--- 抜粋本文 ---
________________
夜の部の冒頭は、「近江源氏先陣館 盛綱陣屋」で、最後の「河内山」の少しリラックスした舞台とは違って、非常に緊張した重厚な吉右衛門の舞台が楽しめる。
実質的に2時間近い舞台なのだが、深刻な悲劇であり最初から最後まで緊張の連続で、それも、東西随一の歌舞伎役者たちの饗宴でもあり、観客の方も気が抜けない。
実際は、徳川家康に追い詰められた大坂冬の陣を舞台にして、敵味方に分かれた真田信幸・幸村兄弟の武士の忠義をテーマにしたものだが、当時の舞台の常として、鎌倉時代に置き換えて、佐々木兄弟を主人公にしている。
源頼家(秀頼)と北條時政(家康・歌六)の間で戦いが起こり、時政の家来佐々木盛綱(信幸・吉右衛門)の一子の小太郎(玉太郎)が源側の軍師として仕える佐々木高綱の一子小四郎(宣生)を捕える。
高綱をおびき寄せる為に、時政は、小四郎を生かして人質とすることを命じるが、盛綱は、弟高綱が子の命を惜しんで降伏でもしたら武士の面目丸潰れとなるので、名誉の為に、母の微妙(小四郎には実祖母・芝翫)に小四郎を切腹させるべく説得を依頼する。
逃げ惑う小四郎と微妙との絡み、それに、子の安否を心配して駆けつけた高綱妻篝火(福助)、盛綱妻早瀬(玉三郎)が、裏の女の世界を演じて哀調を誘う。
小四郎を助けるべく出陣した高綱が討死したとして、時政が入来して、高綱の首実検役を盛綱に命じる。
首を取り出すと、小四郎が飛び出してきて「父上」と叫んで腹に刀を突き立てる。
偽首であったが、小四郎の意図を知った高綱は「高綱の首に相違ない」と嘘の証言をする。
時政は満足して去るが、盛綱は、主に偽証言をした罪を感じて自害しようとするが、影で見ていた和田兵衛秀盛(後藤又兵衛・左團次)が現れて、鎧櫃に忍んでいた時政の間者を撃ち殺して、今死ねば、時政に真実を知られて、小四郎の切腹が犬死となるので、高綱が挙兵してからでも良いのではないかと諭して幕。
この舞台の主役は、勿論、吉右衛門の盛綱だが、重要な役割を演じるのは、切腹を言い渡されて死ぬのは嫌じゃと逃げるのだが、偽首を見て父の挙兵の為に嘘を真実に糊塗した宣生の小四郎と、わが子兄弟の忠義の為とは言え、可愛い孫の小四郎に切腹を命じ、聞かないので刀にかけようとする芝翫の微妙である。
________________
--- 記録一覧 ---
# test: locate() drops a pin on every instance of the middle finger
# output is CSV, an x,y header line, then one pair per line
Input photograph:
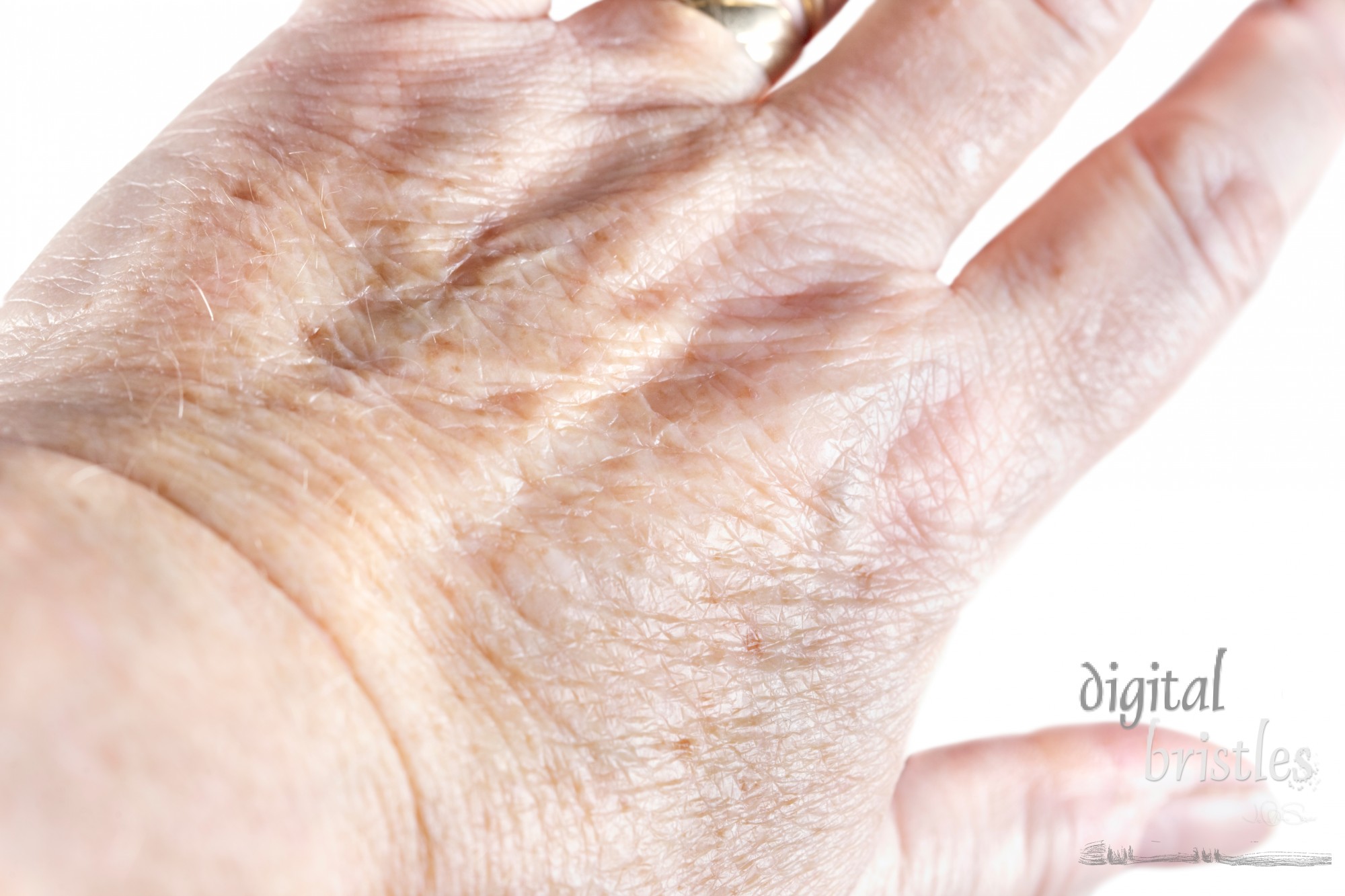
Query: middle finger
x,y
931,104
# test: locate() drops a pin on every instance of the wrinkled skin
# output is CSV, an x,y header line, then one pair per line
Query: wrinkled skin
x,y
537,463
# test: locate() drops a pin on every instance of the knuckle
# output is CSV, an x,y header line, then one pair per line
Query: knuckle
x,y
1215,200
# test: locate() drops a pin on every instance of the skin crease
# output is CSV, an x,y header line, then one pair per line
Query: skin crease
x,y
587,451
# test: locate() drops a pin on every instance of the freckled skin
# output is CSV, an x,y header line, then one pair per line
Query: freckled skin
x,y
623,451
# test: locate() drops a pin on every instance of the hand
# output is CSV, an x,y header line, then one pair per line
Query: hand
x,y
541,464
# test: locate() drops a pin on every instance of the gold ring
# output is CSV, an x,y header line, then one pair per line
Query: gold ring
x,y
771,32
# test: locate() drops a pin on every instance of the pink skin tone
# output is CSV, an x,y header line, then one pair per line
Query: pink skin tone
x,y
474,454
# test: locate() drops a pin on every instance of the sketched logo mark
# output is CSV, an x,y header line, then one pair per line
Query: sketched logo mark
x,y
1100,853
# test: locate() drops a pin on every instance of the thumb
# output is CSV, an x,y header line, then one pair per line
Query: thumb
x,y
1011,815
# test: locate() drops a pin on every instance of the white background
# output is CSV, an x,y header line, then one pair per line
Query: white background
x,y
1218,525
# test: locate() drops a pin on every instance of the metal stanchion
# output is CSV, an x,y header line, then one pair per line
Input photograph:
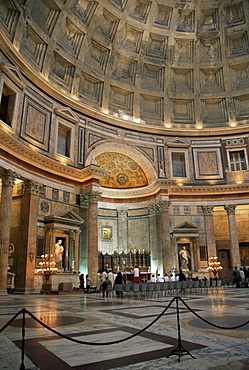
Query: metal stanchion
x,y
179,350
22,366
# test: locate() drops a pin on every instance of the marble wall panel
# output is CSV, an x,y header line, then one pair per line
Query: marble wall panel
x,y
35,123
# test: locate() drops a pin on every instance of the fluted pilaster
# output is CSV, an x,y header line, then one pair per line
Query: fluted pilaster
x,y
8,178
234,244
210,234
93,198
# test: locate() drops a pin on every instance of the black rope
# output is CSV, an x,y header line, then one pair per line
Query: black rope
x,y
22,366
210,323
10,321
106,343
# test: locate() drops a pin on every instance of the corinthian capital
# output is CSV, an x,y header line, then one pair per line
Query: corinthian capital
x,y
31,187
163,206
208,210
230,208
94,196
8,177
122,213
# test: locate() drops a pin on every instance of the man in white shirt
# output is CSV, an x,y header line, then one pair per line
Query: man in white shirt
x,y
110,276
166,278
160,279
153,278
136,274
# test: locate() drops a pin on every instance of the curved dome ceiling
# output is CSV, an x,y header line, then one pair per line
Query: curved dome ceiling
________________
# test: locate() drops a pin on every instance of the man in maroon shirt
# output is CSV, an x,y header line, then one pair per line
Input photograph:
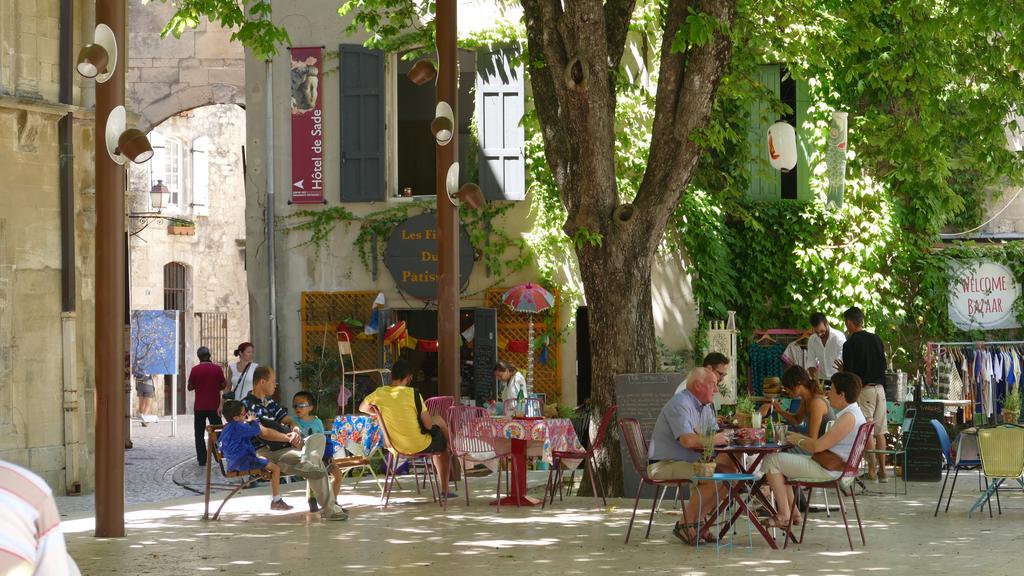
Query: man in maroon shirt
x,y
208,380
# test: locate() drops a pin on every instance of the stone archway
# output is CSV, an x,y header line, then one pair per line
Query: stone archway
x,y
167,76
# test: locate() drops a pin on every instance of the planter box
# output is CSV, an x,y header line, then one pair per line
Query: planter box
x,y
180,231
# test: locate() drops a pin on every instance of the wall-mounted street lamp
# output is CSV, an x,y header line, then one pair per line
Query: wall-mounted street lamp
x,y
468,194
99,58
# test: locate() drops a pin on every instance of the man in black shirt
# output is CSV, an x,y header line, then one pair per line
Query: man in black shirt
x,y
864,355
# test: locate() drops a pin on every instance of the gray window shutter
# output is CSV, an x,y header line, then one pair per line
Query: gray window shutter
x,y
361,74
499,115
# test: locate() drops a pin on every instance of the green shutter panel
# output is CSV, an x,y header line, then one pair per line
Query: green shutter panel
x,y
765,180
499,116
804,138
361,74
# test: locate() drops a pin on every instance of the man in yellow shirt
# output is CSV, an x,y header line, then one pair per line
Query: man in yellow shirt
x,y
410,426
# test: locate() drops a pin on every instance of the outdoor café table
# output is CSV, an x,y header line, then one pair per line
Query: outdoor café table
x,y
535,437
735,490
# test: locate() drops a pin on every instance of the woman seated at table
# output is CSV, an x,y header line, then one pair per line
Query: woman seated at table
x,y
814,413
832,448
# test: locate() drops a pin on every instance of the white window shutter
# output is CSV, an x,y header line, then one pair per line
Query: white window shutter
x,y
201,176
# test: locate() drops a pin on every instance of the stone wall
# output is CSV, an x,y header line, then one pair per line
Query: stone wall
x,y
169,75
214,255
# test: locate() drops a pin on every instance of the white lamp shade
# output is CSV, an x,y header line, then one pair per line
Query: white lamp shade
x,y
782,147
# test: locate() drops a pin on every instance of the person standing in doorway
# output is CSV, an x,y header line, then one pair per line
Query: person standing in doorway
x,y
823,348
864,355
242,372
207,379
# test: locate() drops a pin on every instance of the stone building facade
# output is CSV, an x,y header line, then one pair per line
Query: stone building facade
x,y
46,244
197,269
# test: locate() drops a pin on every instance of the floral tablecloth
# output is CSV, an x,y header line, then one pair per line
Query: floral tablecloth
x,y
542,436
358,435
________________
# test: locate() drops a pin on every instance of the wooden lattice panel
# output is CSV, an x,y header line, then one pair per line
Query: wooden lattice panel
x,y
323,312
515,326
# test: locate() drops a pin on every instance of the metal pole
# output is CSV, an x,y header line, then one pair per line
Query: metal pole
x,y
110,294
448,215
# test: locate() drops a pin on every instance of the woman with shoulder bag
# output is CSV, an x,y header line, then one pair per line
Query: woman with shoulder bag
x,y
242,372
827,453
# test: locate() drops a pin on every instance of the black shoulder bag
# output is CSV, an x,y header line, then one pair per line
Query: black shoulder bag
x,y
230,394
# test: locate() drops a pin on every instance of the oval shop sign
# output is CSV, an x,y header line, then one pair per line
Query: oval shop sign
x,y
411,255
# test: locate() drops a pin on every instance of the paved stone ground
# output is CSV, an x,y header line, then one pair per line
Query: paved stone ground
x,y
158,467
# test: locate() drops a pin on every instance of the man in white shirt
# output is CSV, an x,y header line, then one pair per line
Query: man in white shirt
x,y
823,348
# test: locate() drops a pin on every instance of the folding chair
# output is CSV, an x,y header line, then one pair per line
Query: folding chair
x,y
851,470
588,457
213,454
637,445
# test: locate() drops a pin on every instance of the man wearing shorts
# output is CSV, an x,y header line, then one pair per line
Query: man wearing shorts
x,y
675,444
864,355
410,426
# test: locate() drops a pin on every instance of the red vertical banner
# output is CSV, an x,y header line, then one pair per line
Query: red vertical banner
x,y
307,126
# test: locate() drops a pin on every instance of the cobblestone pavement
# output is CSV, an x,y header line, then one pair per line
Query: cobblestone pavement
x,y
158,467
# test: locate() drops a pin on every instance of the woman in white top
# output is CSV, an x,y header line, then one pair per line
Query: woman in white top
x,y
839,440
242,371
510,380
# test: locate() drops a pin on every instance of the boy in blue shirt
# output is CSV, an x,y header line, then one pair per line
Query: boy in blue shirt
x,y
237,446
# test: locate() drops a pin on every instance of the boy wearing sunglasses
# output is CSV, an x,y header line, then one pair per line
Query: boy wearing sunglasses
________________
--- 練習問題 ---
(a) 盛綱陣屋についての文章で、盛綱の母である微妙を演じた役者は誰か答えよ。
(b) 盛綱陣屋についての文章で「高綱をおびき寄せる為に」で始まる段落を、主な事実を残して短く書き直せ。

--- 各問の解答 ---
(a) 芝翫である。

(b) 時政は高綱をおびき寄せるため、小四郎を生かして人質にするよう命じる。だが盛綱は、高綱が子の命を惜しんで降伏すれば武士の面目が潰れると考え、名誉のために母の微妙に小四郎を切腹させる説得を頼む。